VORLIEGENDER TEXT:
:::
Für Mieter mit gesundheitlichen Problemen bedeutet dies: Drohen durch eine Zwangsräumung schwerwiegende Gesundheitsschäden, dürfen Gerichte nicht oberflächlich entscheiden. Sie müssen die gesundheitlichen Risiken gründlich prüfen und gegebenenfalls Sachverständige einschalten.

Für Vermieter und Gläubiger bedeutet dies: Vollstreckungen können sich verzögern, wenn gesundheitliche Risiken für die Schuldner bestehen. Die Gerichte müssen in solchen Fällen besonders sorgfältig prüfen und können die Vollstreckung aussetzen.

Die Entscheidung zeigt auch, dass bei mehreren Vollstreckungsschuldnern alle geschützt sein können, wenn einer von ihnen auf die Hilfe der anderen angewiesen ist. Dies ist besonders relevant bei Familien oder Wohngemeinschaften, in denen eine Person pflegebedürftig ist.
:::
GESPEICHERTE ZEILEN:
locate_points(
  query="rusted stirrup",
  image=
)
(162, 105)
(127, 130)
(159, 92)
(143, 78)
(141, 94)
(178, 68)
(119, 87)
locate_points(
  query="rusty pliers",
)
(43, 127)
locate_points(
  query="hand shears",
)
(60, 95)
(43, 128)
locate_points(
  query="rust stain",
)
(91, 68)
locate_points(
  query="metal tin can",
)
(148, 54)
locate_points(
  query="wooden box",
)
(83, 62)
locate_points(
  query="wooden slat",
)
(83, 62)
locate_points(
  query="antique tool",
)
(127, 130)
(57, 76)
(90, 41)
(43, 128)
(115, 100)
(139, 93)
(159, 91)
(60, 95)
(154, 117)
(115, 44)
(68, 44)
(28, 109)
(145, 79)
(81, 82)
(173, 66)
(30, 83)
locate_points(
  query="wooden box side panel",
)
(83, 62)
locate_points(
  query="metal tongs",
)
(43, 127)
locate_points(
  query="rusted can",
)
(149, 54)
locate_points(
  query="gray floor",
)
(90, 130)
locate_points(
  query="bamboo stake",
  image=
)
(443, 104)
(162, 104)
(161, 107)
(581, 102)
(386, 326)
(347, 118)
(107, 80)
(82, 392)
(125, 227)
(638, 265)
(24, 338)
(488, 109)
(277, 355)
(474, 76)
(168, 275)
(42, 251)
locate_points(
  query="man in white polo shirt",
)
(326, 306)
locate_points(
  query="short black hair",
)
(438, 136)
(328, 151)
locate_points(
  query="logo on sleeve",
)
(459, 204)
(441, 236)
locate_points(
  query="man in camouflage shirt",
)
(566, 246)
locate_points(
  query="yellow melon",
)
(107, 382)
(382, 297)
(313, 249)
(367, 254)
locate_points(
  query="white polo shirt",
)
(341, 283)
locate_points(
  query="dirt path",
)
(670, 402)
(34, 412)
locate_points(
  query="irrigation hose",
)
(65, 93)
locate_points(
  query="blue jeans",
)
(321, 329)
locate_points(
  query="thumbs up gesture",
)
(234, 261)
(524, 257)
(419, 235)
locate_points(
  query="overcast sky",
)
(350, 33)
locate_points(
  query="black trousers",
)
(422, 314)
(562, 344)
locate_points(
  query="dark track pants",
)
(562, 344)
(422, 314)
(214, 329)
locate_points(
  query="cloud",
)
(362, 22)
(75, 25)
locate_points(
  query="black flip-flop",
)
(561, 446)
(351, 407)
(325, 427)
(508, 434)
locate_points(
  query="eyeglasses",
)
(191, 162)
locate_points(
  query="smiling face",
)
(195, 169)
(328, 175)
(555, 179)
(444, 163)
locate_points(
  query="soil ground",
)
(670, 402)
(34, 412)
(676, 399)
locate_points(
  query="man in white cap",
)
:::
AUFGABENSTELLUNG:
Beantworten Sie zum Text über Zwangsräumungen kurz diese Fragen:
1. Wen müssen Gerichte gegebenenfalls einschalten, wenn durch eine Zwangsräumung schwerwiegende Gesundheitsschäden drohen?
2. Was können Gerichte mit der Vollstreckung tun, wenn gesundheitliche Risiken für die Schuldner bestehen?
3. Bei welchen Formen des Zusammenlebens ist der Schutz mehrerer Vollstreckungsschuldner besonders relevant?
Die Zeilen werden für die Bearbeitung nicht gebraucht.

ENDERGEBNIS:
1. Sachverständige.
2. Sie können die Vollstreckung aussetzen.
3. Bei Familien oder Wohngemeinschaften, in denen eine Person pflegebedürftig ist.